■ **TASK OBJECTIVE**
Can you copy out every row below word for word, leaving out the pictures?
--- begin DATA SUPPLIED ---
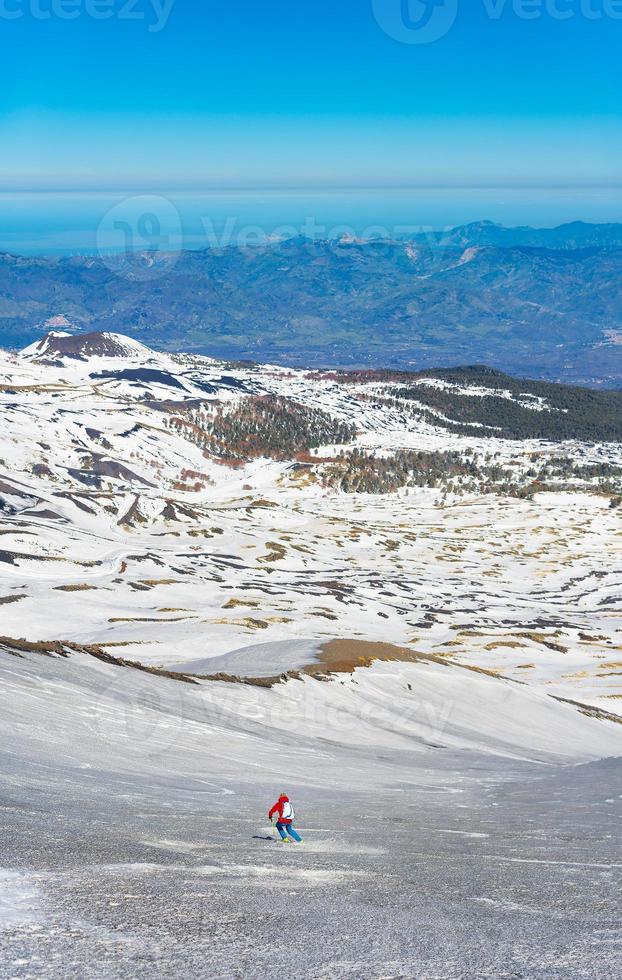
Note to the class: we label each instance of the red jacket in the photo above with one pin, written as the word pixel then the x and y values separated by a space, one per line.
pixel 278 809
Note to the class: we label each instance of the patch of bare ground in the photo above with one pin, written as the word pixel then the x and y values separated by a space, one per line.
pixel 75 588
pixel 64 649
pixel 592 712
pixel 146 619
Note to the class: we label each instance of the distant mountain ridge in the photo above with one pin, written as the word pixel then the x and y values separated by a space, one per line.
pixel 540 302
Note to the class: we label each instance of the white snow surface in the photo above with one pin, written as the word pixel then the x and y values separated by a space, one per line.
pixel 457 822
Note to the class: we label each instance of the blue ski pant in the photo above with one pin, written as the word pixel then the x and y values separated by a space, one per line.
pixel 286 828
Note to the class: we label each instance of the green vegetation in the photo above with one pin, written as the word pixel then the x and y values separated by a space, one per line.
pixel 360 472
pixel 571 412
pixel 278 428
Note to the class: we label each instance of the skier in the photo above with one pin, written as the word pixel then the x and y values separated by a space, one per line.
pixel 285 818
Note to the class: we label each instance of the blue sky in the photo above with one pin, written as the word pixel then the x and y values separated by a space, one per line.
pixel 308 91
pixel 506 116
--- end DATA SUPPLIED ---
■ **SOLVED PROBLEM**
Note to the class: we label each instance of the red jacket in the photo above with one pin, written as the word pixel then the x and y values separated by a space, one per line.
pixel 278 809
Note to the class: we label each instance of the patch of bare ground in the photo above with one pin, written as the word pixel then the x and y values separated by a space, one per line.
pixel 75 588
pixel 64 649
pixel 592 712
pixel 146 619
Note to the class: we label each instance of the distant mountain ridge in the photo above with one pin, written as the word pixel then the x and y values separated by a space, one per line.
pixel 540 302
Note to the class: we label each instance of the white snow surface in the photo above with one pin, written as the word pixel then the x and y values separated by a space, one per line.
pixel 457 822
Note to the class: we label each instance of the blue ski pant in the photo above with one pin, written as the word pixel then the x and y values separated by a space, one per line.
pixel 286 828
Note to the class: we label each instance of the green vegetation in the photo above with one pin, written as the word pixel then the x and y values separated by a space, one per line.
pixel 360 472
pixel 571 412
pixel 278 428
Note to the class: we label each instance of the skier in the photo above with one pin, written as the word pixel then the x and y values separated by a space, one per line.
pixel 285 818
Note to the class: we label each instance of the blue sky in the photo above with one pin, written as the word pixel then the x and y values separated by a space, one per line.
pixel 308 91
pixel 506 116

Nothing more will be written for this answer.